*** Begin section ***

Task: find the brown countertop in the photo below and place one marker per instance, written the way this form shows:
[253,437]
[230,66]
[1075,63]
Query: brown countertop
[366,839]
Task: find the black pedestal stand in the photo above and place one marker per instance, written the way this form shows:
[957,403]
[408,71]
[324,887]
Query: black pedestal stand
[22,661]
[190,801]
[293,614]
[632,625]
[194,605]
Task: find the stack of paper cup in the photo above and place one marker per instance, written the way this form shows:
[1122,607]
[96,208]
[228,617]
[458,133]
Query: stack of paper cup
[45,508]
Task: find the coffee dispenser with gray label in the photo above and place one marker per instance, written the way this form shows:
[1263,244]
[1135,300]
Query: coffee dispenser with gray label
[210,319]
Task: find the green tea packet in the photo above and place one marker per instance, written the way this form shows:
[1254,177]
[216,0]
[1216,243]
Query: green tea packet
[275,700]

*** End section ***
*** Begin section ***

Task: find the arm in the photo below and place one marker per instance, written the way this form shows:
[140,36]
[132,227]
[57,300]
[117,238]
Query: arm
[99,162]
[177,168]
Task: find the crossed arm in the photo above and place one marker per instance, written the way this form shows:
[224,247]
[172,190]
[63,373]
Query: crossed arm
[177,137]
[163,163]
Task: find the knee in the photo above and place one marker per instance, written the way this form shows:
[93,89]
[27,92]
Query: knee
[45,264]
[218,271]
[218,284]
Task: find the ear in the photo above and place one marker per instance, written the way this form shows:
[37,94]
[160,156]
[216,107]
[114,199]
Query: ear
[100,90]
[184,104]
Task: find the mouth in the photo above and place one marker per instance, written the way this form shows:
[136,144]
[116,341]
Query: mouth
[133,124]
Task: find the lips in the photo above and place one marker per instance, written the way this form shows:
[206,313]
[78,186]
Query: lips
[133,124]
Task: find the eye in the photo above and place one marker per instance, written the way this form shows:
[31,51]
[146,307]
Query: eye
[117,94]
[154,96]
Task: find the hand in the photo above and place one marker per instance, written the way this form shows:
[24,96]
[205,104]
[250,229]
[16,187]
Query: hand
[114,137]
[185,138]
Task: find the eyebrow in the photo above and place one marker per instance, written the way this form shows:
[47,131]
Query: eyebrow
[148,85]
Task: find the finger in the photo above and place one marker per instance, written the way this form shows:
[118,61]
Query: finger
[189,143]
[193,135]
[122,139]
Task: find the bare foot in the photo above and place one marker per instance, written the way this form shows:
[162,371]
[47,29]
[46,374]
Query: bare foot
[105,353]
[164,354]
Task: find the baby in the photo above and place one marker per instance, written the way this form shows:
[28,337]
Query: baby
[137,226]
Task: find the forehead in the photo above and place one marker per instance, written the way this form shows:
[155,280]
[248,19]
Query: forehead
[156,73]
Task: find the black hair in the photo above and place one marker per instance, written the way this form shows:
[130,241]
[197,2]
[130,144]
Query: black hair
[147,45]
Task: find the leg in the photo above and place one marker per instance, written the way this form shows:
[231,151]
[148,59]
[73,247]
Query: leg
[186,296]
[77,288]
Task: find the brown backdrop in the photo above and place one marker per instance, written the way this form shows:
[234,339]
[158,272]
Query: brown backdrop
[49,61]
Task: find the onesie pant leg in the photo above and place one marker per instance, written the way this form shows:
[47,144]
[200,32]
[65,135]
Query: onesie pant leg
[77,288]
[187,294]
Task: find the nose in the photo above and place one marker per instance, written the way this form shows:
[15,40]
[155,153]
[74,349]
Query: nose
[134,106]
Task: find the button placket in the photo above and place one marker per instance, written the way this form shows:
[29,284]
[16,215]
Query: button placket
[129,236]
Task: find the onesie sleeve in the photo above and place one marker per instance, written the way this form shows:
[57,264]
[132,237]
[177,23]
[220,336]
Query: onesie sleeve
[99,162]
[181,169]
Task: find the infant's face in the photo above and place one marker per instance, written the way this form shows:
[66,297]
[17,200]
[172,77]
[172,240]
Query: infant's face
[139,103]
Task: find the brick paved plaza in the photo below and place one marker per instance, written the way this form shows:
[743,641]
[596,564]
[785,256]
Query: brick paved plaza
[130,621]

*** End section ***
*** Begin section ***

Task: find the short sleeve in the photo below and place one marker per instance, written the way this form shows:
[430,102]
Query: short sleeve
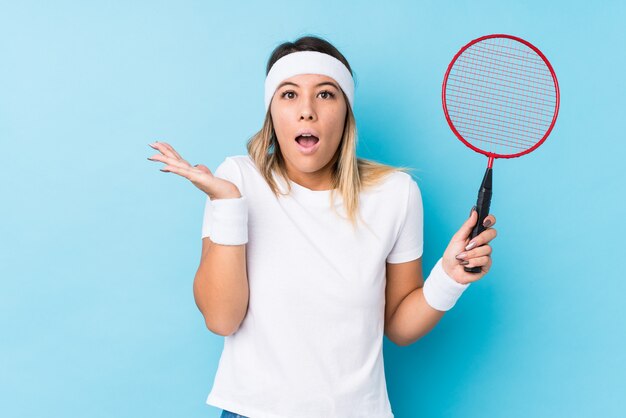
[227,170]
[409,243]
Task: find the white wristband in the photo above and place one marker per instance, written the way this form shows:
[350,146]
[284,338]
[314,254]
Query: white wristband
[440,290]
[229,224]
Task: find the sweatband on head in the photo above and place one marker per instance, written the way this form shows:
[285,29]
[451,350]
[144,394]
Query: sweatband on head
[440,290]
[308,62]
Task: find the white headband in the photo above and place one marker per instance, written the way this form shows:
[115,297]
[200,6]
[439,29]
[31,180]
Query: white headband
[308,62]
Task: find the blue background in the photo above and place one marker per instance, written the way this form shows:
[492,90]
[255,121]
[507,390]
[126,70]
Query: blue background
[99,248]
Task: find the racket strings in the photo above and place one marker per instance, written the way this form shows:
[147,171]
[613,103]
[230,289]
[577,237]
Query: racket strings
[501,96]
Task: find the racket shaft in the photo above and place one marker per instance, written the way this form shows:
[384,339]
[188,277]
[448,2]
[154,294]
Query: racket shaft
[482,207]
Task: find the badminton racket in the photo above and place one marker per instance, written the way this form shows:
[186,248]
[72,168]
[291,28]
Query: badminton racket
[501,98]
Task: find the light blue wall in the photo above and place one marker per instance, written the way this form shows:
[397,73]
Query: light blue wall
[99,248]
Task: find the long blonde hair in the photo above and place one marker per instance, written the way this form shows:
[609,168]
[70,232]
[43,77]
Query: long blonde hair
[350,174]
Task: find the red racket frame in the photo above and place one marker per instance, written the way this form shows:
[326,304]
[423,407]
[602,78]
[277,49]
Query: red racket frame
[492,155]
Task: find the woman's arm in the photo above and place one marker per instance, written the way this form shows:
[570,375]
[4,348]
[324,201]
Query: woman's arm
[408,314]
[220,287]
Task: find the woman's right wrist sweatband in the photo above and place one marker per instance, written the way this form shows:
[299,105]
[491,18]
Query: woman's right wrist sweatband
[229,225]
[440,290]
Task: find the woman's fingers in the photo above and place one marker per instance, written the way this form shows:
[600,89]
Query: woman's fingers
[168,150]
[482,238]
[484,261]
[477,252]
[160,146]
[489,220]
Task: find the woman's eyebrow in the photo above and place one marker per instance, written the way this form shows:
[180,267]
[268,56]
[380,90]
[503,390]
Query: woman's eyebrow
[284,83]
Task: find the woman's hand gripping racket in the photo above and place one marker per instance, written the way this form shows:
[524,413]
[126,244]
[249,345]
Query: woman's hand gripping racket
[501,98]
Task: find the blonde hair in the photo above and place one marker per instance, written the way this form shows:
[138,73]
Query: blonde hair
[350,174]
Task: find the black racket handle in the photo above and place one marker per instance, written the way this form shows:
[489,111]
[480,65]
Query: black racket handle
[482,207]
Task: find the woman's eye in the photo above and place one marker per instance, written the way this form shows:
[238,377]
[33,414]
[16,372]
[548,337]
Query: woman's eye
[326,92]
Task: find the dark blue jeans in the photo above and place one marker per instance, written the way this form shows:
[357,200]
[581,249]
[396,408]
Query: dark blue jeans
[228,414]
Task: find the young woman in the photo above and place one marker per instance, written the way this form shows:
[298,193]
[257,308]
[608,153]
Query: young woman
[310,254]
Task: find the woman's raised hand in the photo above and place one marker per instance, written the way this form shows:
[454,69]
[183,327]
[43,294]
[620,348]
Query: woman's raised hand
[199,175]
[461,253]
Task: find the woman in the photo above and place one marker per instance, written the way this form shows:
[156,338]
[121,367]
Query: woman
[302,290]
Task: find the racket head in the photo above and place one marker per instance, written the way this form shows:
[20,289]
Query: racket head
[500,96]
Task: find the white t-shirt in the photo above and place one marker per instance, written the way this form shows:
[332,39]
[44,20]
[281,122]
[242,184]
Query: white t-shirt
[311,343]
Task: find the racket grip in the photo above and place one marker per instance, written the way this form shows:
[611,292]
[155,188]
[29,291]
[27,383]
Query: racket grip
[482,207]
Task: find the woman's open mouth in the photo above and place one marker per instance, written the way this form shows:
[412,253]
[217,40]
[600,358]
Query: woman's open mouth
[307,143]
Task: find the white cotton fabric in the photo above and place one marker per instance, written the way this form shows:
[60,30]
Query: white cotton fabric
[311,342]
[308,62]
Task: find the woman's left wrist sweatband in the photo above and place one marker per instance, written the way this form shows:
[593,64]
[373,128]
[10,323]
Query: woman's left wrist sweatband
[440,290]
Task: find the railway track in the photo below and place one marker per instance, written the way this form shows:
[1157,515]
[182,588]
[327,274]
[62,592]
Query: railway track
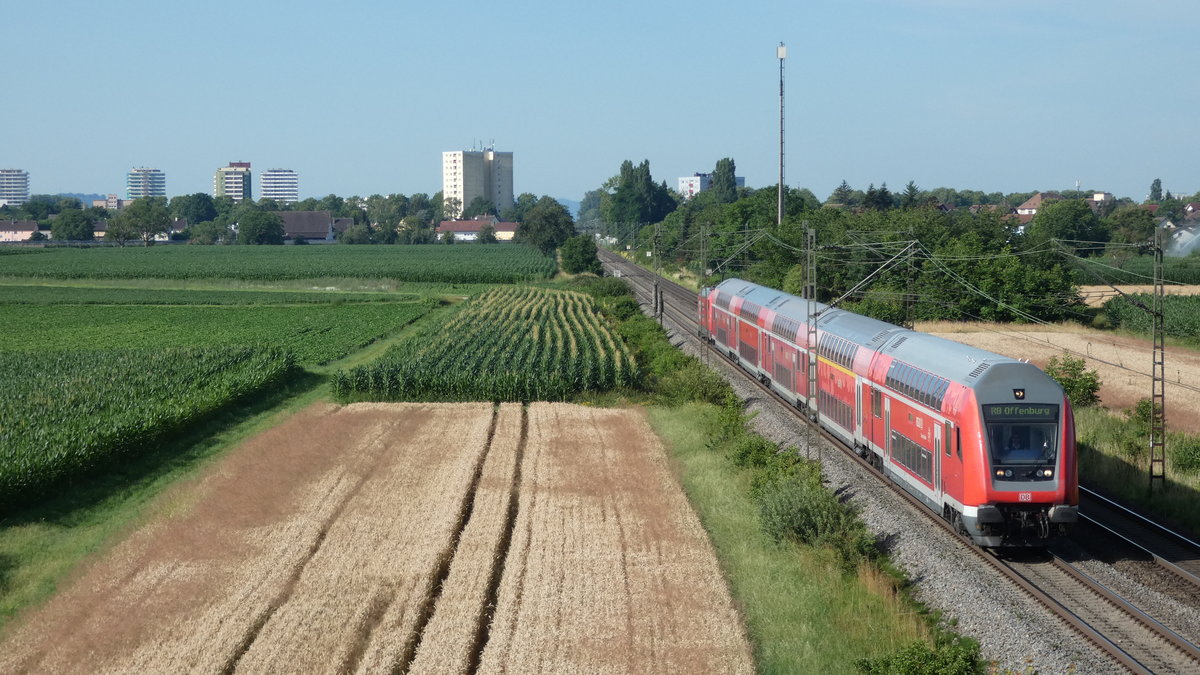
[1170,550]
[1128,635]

*** End section ***

=== Task details ===
Extract every line above containing the word "below".

=== Expected answer ===
Task: find the brown countertop in the photo below and place one marker per instance, written the way this form shows:
Task: find the arm in the photo below and place one marker per instance, written the way this form shows:
Task: find the brick paved plaza in the photo below and place one marker per instance, written the way this form shows:
Task: find the short sleeve in the photo below and place one marker per instance, written the way this form shows:
Task: find the railway track in the photo below and place one marker per instance, written the way this form shows:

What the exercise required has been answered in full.